## Aim of the task
Return the whole listing exactly as written.

## Provided information
▼

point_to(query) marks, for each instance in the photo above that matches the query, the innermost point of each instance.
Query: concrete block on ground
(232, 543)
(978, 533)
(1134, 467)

▲

## Solution for this exercise
point_to(query) marks, for each instance in the photo above that matches the query, the innermost point of each instance.
Query: concrete block on ground
(232, 543)
(978, 533)
(1134, 467)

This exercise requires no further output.